-------- ENTRIES SHOWN
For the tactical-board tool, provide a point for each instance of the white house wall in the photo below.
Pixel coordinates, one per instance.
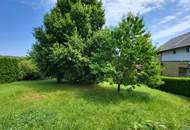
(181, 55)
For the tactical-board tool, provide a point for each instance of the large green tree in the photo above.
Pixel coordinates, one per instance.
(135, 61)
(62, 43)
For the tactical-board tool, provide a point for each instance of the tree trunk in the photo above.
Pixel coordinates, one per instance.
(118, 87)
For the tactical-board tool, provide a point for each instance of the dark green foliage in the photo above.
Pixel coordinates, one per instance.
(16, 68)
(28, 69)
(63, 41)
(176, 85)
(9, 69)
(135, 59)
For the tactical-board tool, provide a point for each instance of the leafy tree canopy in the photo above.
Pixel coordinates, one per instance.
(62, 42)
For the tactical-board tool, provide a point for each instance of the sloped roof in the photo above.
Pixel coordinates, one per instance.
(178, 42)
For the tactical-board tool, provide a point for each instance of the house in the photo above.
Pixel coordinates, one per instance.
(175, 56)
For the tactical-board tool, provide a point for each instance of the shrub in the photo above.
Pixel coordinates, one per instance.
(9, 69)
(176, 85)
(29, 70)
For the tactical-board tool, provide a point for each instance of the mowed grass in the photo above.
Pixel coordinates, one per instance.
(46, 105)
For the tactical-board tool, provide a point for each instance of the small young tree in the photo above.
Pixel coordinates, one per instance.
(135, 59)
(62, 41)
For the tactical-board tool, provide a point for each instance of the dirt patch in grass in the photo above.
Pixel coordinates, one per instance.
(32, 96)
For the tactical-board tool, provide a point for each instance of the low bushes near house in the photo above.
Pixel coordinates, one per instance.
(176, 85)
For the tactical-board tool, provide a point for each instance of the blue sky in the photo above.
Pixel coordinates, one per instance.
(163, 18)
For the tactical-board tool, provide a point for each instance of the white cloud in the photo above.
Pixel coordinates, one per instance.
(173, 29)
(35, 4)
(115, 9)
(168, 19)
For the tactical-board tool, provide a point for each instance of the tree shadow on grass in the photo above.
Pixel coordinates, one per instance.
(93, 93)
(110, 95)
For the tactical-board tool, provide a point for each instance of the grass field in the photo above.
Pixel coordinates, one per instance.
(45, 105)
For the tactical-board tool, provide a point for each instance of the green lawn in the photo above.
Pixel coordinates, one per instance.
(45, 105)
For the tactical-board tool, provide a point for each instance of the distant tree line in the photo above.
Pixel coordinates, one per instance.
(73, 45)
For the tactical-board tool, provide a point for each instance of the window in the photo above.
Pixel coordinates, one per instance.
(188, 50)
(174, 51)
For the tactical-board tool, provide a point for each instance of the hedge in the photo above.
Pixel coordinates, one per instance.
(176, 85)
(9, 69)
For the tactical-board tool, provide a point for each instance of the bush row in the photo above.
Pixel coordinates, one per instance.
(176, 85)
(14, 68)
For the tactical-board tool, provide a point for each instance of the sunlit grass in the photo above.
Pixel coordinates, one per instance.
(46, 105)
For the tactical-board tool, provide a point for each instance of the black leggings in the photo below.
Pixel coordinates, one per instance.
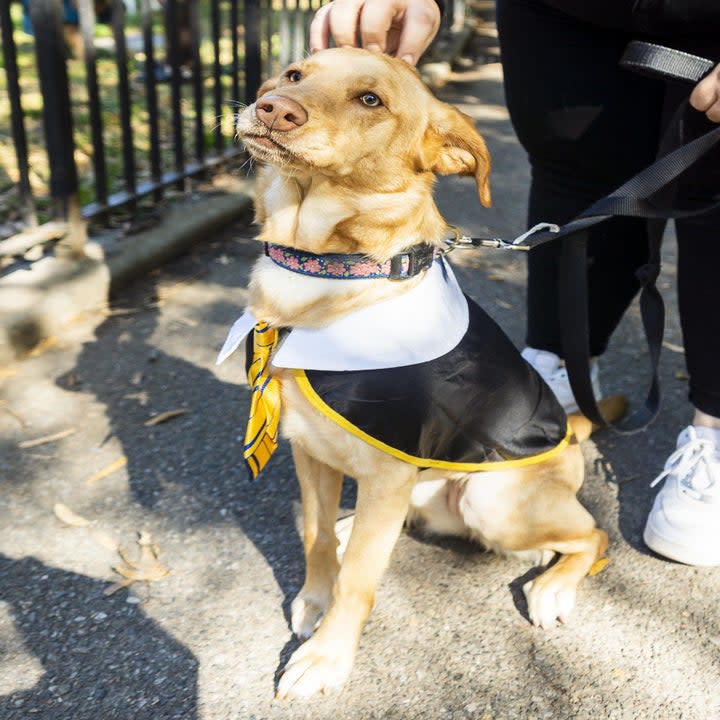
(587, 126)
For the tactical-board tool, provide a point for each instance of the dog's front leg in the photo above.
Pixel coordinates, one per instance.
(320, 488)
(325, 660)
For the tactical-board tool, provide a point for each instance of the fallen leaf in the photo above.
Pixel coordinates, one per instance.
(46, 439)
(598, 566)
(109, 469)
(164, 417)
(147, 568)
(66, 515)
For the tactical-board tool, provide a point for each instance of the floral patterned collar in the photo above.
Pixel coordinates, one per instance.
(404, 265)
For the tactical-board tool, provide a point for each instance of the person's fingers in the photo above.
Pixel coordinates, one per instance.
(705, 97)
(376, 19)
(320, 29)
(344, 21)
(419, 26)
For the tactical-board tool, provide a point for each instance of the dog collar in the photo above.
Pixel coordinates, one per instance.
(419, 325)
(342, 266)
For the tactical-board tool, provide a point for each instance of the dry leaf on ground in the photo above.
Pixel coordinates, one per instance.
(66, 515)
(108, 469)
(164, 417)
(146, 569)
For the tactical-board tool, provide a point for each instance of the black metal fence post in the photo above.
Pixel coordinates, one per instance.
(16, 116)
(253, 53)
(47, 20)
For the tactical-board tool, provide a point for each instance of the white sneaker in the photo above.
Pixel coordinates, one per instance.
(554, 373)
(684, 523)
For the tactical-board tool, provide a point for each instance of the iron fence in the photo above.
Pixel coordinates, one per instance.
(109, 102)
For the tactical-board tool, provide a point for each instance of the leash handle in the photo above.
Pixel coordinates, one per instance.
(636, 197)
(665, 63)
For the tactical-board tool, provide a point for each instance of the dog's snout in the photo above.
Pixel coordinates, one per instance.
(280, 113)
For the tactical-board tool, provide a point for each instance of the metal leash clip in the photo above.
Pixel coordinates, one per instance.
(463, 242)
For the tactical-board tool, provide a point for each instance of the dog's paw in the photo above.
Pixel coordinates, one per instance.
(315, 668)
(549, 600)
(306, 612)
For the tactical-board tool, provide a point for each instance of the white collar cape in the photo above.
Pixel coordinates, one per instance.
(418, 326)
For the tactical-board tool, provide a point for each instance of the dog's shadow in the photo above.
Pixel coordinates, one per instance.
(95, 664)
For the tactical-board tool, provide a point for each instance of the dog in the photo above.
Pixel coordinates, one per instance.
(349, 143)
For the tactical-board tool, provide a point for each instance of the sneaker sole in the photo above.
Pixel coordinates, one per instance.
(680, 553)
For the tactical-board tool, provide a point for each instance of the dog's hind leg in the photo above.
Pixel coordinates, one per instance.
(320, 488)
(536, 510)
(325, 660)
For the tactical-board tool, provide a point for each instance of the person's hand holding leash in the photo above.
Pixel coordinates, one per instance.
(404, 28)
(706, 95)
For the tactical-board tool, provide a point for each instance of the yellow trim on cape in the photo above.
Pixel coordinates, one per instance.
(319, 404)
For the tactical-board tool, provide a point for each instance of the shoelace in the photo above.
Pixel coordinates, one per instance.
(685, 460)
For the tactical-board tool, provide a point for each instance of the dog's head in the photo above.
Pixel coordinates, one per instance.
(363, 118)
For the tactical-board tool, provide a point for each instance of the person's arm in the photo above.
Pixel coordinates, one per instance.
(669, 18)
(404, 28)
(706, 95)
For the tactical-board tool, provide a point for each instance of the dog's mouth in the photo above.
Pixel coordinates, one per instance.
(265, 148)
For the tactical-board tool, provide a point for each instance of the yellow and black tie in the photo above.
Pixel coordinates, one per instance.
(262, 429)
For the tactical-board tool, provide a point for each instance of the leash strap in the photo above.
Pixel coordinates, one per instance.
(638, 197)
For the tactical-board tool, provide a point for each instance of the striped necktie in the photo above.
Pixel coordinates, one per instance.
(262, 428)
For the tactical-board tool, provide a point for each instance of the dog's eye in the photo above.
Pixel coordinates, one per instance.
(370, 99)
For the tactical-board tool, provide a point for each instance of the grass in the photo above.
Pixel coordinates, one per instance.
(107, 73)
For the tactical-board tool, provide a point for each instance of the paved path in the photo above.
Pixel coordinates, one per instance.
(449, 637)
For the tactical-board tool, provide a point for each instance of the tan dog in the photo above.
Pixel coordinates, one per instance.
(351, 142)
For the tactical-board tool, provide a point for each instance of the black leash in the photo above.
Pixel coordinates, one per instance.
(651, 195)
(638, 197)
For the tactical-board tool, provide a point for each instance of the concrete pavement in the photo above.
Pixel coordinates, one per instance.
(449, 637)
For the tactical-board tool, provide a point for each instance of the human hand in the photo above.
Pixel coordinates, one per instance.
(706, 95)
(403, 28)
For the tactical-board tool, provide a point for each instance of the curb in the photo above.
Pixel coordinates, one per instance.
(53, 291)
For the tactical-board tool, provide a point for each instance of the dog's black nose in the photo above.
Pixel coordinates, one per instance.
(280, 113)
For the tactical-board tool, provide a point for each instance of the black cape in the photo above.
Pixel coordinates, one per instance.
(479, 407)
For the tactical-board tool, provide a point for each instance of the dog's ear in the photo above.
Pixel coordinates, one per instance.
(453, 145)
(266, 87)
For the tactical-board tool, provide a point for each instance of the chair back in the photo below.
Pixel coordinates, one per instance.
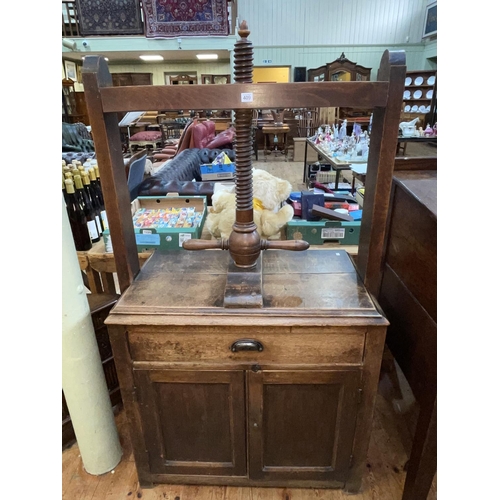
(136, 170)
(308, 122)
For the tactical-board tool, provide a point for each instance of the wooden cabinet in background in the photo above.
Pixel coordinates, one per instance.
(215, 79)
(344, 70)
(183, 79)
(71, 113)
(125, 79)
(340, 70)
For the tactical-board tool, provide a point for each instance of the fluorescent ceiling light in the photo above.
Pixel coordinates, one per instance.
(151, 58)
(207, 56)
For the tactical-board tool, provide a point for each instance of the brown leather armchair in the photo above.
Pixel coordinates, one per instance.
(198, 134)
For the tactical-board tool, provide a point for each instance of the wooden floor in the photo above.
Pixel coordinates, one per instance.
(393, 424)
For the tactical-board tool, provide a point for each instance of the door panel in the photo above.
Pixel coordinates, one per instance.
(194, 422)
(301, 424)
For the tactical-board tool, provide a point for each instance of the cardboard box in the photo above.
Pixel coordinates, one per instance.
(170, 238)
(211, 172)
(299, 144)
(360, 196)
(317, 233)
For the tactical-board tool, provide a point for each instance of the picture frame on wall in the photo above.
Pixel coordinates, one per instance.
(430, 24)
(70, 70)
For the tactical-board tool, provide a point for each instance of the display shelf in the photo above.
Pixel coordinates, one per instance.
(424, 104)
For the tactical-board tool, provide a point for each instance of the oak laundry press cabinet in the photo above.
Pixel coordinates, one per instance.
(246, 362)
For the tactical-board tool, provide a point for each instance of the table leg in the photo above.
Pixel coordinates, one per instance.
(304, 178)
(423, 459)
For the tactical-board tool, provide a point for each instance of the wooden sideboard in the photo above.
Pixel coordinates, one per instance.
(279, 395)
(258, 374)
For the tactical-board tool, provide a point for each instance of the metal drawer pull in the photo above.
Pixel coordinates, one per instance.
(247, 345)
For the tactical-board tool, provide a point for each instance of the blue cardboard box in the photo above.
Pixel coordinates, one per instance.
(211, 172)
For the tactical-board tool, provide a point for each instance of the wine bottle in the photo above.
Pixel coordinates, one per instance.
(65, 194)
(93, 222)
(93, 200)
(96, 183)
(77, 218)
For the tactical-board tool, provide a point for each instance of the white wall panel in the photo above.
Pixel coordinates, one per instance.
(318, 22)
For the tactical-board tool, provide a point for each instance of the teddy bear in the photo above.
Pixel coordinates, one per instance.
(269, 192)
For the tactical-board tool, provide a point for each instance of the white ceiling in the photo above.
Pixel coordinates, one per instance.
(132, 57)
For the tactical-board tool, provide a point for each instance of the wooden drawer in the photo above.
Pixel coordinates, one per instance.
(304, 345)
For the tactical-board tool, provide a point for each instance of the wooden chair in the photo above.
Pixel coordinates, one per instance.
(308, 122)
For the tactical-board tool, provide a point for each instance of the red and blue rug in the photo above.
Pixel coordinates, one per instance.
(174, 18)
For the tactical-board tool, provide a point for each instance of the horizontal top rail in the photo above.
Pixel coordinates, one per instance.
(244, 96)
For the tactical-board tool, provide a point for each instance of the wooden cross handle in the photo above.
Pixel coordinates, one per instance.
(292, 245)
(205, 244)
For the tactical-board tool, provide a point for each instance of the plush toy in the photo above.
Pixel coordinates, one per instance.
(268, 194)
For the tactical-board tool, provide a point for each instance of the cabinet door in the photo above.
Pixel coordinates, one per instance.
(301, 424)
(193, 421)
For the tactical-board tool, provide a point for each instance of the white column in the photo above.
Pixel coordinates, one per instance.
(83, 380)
----------------
■ **OBJECTIVE**
Starting with the line that contains "wooden chair in the photo above.", return each line through the last one of the data above, exactly as written and nothing more.

■ **THE ANSWER**
For the tactical-board tool, provide a point for each instance of the wooden chair in the photo above.
Pixel coordinates, one per instance.
(308, 122)
For the tactical-board tool, provide a point for each instance of the red and blue rug in the photo above.
Pixel coordinates, one per instance.
(174, 18)
For the tactical-board tool, provide a point for each instance of the horizontal top rail in the photo above.
Pixel coordinates, one per instance.
(244, 96)
For the tactical-board tool, provide a point for each instance of the wooden cross handle in the photo above.
Pixel coordinates, one per instance.
(292, 245)
(205, 244)
For the tactical-board tool, provide a point for each instance of the plush toy in the photo above.
Pixel coordinates, one per instance.
(268, 194)
For the tactical-board tool, provide a point for each instance of the cabinet door in the photo above.
Pixel coordinates, one per instance.
(301, 424)
(193, 421)
For the tactical-board tool, provide a point for each instance of the white column in the photo above.
Pixel coordinates, one per instance.
(83, 380)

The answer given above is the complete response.